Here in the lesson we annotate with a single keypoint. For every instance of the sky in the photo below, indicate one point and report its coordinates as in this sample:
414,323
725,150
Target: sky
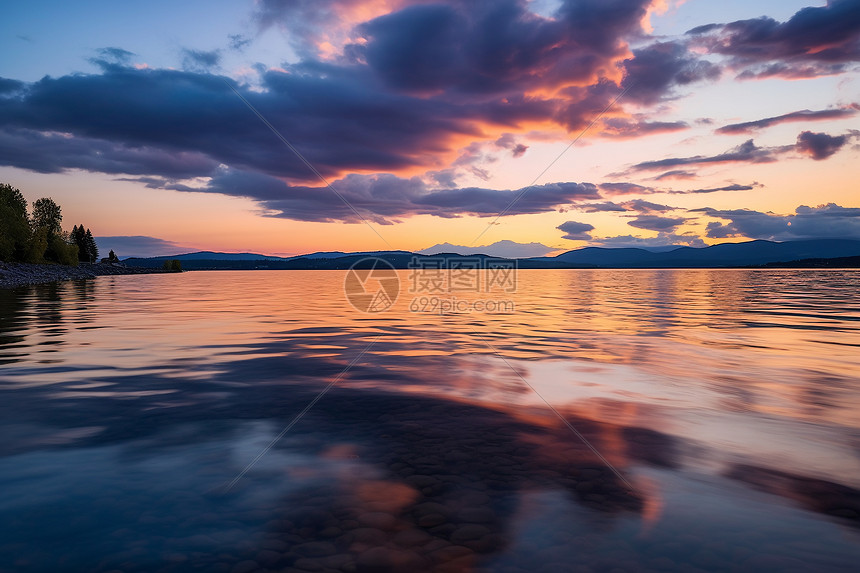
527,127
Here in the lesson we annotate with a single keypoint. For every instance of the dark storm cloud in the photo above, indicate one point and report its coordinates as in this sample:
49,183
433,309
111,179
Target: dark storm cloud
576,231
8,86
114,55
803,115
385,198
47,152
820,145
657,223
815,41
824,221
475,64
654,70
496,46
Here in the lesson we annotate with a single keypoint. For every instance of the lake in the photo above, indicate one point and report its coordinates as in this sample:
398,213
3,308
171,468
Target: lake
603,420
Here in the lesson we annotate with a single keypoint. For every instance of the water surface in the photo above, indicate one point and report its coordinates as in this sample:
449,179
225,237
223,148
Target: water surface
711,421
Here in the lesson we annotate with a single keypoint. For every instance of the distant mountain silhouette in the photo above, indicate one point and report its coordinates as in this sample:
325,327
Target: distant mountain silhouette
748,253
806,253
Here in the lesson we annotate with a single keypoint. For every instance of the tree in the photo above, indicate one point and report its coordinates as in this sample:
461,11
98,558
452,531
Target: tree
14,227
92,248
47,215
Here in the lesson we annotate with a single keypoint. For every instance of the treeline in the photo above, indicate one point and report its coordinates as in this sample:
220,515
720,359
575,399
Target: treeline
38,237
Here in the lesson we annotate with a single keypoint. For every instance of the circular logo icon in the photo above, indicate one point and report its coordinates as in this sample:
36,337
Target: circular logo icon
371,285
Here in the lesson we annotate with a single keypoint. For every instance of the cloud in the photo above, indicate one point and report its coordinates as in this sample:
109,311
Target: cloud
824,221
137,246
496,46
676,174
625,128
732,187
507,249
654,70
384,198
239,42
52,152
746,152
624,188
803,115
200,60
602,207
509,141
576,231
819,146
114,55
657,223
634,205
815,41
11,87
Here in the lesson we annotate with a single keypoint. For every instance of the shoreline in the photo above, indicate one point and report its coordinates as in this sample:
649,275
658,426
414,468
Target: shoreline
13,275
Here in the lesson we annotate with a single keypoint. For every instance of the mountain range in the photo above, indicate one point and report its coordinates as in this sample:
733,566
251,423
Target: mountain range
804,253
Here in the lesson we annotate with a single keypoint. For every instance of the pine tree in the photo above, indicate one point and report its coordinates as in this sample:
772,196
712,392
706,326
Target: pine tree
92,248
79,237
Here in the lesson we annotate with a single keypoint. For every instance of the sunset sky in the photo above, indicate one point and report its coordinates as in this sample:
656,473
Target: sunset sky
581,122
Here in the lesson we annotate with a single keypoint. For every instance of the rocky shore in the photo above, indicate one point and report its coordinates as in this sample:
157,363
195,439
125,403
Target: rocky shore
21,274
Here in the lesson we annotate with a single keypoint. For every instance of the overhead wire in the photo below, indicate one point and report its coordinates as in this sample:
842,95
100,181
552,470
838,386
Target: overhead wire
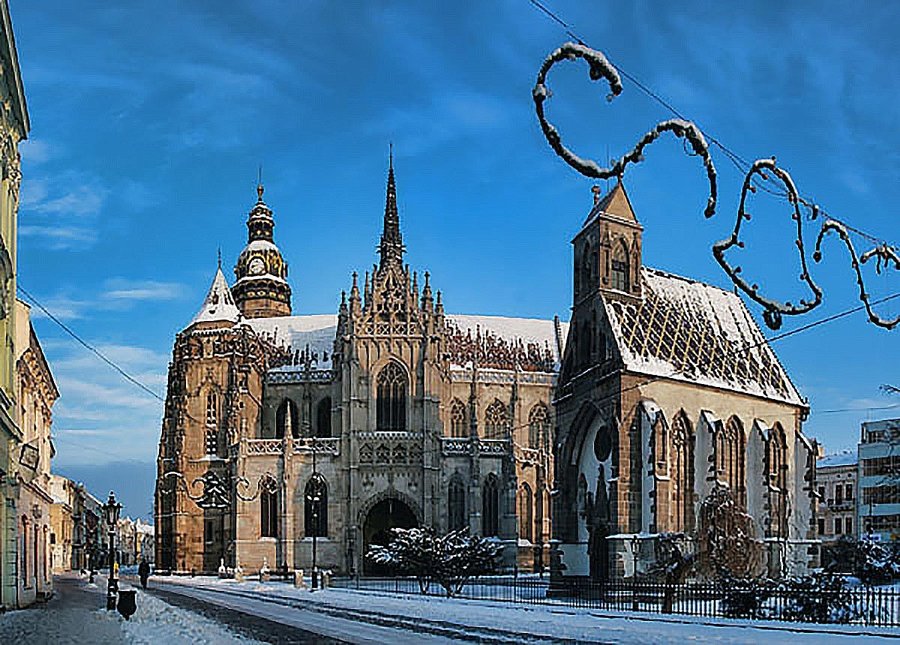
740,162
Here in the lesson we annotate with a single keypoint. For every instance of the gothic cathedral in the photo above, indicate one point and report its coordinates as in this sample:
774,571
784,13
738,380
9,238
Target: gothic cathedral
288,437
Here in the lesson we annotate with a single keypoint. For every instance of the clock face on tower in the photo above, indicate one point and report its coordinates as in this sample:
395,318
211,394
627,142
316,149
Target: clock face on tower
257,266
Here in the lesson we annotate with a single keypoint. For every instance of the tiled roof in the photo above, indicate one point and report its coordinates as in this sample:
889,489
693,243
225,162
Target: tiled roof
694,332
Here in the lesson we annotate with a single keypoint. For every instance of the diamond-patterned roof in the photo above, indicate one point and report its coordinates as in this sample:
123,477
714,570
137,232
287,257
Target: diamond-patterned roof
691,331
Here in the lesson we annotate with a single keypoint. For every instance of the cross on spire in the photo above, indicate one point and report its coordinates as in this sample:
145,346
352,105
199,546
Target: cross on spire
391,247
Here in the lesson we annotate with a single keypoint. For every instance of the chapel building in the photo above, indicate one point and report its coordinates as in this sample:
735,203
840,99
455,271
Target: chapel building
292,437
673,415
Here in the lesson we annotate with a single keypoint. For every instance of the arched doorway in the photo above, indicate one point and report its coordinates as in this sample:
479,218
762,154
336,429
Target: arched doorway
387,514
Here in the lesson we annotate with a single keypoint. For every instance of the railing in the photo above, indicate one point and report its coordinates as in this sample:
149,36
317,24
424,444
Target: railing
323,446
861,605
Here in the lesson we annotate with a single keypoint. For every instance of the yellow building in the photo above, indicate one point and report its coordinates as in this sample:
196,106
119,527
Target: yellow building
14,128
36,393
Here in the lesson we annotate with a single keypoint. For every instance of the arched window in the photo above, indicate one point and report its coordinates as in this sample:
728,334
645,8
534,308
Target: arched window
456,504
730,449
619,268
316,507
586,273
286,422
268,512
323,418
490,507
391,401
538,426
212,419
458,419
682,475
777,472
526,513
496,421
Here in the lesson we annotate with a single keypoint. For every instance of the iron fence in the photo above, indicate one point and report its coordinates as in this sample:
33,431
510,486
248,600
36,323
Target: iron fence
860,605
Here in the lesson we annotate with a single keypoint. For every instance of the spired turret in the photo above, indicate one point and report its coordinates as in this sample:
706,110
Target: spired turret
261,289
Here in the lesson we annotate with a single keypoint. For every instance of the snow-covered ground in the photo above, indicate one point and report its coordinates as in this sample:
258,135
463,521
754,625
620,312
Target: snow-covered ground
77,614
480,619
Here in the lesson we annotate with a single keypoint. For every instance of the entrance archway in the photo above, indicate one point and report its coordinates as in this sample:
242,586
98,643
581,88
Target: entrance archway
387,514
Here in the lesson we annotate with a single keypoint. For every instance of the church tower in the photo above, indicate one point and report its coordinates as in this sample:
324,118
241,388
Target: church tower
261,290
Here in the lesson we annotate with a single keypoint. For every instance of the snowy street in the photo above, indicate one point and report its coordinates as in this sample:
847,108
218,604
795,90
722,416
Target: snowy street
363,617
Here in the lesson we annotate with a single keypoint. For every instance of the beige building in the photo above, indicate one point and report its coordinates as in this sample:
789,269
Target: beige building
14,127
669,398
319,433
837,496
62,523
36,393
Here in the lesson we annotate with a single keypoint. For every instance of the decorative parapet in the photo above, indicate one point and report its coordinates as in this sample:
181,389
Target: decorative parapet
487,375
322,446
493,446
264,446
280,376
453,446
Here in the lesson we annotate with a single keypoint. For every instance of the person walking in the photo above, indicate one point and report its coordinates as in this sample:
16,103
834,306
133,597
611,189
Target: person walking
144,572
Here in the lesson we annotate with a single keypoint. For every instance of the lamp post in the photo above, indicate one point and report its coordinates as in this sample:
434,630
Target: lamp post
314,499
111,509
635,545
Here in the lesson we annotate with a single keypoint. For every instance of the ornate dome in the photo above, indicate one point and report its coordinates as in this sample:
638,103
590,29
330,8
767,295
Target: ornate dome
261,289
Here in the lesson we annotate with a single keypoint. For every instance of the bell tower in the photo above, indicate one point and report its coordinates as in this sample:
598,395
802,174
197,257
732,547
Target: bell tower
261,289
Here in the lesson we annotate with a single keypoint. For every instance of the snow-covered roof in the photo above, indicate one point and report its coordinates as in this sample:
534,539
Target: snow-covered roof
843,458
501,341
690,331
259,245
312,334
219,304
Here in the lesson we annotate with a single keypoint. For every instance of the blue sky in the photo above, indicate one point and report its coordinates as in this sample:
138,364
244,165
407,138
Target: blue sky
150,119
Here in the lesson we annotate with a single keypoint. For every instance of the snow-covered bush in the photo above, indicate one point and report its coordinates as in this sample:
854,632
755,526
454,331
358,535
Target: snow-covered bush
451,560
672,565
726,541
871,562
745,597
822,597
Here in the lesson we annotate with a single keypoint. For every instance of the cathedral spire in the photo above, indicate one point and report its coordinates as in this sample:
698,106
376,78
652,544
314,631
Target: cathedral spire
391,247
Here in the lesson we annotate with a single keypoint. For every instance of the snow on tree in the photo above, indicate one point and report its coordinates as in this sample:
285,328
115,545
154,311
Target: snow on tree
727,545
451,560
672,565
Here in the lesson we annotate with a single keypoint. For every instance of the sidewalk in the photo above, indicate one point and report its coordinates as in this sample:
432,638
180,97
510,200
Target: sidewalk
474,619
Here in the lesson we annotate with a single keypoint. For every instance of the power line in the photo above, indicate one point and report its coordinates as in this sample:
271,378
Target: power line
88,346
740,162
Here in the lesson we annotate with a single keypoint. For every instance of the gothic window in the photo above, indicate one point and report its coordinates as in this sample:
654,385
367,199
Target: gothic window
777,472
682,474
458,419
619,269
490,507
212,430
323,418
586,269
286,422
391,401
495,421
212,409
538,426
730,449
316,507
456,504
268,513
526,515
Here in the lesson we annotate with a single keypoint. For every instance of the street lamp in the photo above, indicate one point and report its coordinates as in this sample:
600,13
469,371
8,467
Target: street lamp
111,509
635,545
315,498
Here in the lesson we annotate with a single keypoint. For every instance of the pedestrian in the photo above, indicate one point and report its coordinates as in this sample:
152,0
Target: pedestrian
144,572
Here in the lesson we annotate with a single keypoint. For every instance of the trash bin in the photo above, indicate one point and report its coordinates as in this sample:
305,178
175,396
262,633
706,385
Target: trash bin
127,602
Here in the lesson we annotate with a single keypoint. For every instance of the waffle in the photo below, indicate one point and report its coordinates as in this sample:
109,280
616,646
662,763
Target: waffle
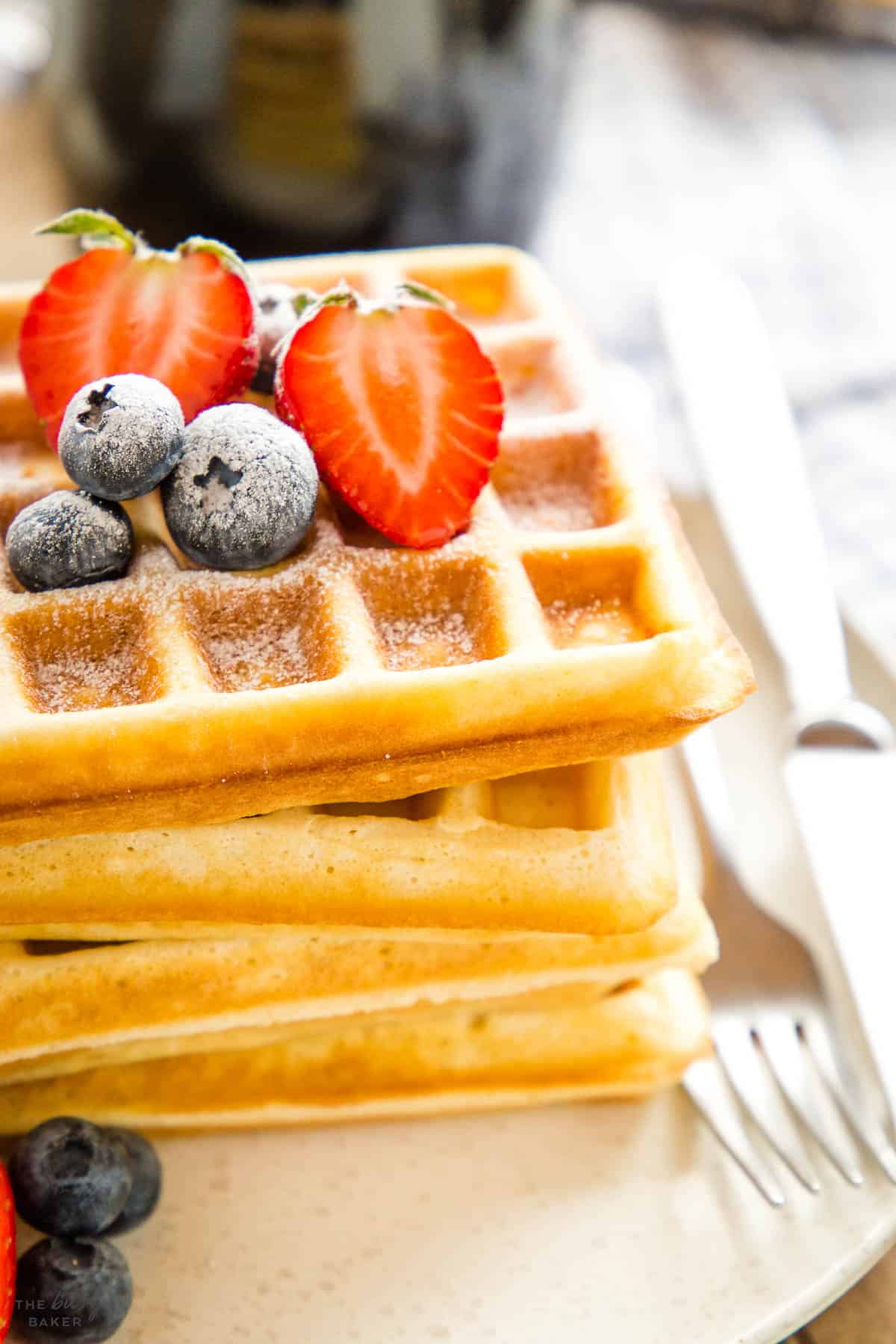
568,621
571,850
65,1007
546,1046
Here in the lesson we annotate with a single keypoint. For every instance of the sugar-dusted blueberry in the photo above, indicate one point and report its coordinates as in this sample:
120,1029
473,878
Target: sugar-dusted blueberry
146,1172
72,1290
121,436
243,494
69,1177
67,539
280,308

****

ACTIVITY: Reproduce each line from the data that has "below" in it.

RESPONSE TO THE EXERCISE:
Here in the lesson we annotate with a single keypoint. For every instance of the sky in the photo below, indicate one point and report its coordinates as in this sample:
Here in the lesson we annotate with a single keypoint. For every instance of the overhead wire in the photo below, indicate one point and report its coordinates as in this sample:
Here in the lesson we annotate with a single keypoint. For every instance of the waffle in the photo below, indicate one point and report its coordinates as in this sample:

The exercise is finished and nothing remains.